▶ Exercise tasks:
a: In the reading passage on zemannite, rewrite the paragraph beginning "Zemannite crystallizes in the hexagonal crystal system" as a concise bulleted list that keeps its main facts.
b: According to the reading passage on zemannite, how large are crystals of the mineral usually?

▶ Reading passage:
-----

Zemannite crystallizes in the hexagonal crystal system, space group P6_{3}m with the lattice parameters a = 941 pm and c = 764 pm and two formula units per unit cell. The Te^{4+} bind with three oxygen atoms forming [TeO_{3}]^{2−} anions, where oxygens form trigonal pyramids around the tellurium ion. The Zn^{2+} and Fe^{3+} cations share the same cite with typical respective probabilities of 40% and 60%; those values can vary from crystal to crystal. The Mn^{2+} impurity, if present, also shares the same site. This site is surrounded by a distorted octahedron of six oxygen atoms. These tellurium-oxygen and Fe/Zn-oxygen polyhedra form a network with wide (0.83 nm diameter) channels parallel to the crystallographic c axis (normal to the picture). Therefore, zemannites are often attributed to zeolite materials. The channels are often occupied by sodium impurity and water.

The Mg^{2+} cations form octahedral Mg[(H2O)6](2+)| complexes with six water molecules which are located in the channels of the crystal structure. The occupancy of the Mg sites is 50% which is reflected by the coefficient 0.5 in the chemical formula.

Zemannite forms prismatic crystals, usually smaller than 1 mm. Because zemannite is secondary mineral, its crystals usually on other rocks and retain the hexagonal shape corresponding to their crystal symmetry. The ideal pyramidal tips, as in the infobox image, are often absent.

-----

▶ Extracted information:
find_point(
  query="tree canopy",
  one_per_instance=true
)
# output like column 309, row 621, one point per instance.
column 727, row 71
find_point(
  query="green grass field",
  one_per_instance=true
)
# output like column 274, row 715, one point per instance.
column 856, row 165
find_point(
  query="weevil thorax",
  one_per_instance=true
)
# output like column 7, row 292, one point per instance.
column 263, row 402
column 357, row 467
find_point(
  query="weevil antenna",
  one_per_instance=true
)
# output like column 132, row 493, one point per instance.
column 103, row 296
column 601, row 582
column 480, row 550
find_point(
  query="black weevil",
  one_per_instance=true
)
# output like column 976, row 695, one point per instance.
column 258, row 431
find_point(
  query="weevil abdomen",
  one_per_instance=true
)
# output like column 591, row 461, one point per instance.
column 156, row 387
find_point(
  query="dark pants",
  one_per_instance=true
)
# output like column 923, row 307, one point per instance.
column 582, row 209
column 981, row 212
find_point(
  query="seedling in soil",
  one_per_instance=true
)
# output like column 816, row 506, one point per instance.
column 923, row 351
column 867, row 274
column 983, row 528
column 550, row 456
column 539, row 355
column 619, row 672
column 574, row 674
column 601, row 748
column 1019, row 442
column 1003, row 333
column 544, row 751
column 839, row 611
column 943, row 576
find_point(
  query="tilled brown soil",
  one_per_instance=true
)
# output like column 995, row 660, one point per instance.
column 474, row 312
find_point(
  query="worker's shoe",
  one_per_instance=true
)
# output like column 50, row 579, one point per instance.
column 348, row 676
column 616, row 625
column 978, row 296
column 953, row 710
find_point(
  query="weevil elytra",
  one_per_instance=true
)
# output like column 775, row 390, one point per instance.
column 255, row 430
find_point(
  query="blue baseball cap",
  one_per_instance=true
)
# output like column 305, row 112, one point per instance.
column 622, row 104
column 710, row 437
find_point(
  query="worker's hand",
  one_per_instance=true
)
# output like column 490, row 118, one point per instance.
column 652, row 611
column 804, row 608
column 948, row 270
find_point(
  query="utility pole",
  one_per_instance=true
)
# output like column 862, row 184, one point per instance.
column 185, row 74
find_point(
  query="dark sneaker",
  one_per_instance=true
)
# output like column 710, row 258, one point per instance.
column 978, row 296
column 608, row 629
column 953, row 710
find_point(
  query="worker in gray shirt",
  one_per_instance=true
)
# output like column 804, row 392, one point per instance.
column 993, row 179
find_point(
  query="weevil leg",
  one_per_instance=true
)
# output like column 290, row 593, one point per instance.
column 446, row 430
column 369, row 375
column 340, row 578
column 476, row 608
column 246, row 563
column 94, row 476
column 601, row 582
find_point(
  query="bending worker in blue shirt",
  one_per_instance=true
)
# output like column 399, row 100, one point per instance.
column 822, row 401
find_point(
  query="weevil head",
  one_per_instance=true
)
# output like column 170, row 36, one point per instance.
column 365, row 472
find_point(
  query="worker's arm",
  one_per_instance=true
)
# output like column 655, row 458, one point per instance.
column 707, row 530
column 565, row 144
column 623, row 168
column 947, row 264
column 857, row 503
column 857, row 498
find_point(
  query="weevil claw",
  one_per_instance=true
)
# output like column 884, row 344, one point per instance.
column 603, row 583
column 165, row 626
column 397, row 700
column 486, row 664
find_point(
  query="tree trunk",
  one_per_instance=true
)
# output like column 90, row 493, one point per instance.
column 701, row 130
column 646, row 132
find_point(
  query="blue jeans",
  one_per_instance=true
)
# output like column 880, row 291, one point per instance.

-----

▶ Responses by task:
a:
- Crystal system: hexagonal, space group P6_{3}m, with lattice parameters a = 941 pm and c = 764 pm and two formula units per unit cell.
- Each Te^{4+} bonds to three oxygen atoms, forming [TeO_{3}]^{2−} anions in which the oxygens make a trigonal pyramid around the tellurium.
- Zn^{2+} and Fe^{3+} share one site, typically at 40% and 60%, though these values vary between crystals. Any Mn^{2+} impurity also occupies this site.
- A distorted octahedron of six oxygen atoms surrounds this site.
- The tellurium-oxygen and Fe/Zn-oxygen polyhedra form a network with wide channels, 0.83 nm in diameter, running parallel to the c axis. For this reason zemannites are often grouped with zeolite materials.
- Sodium impurity and water often occupy the channels.

b: They are usually smaller than 1 mm.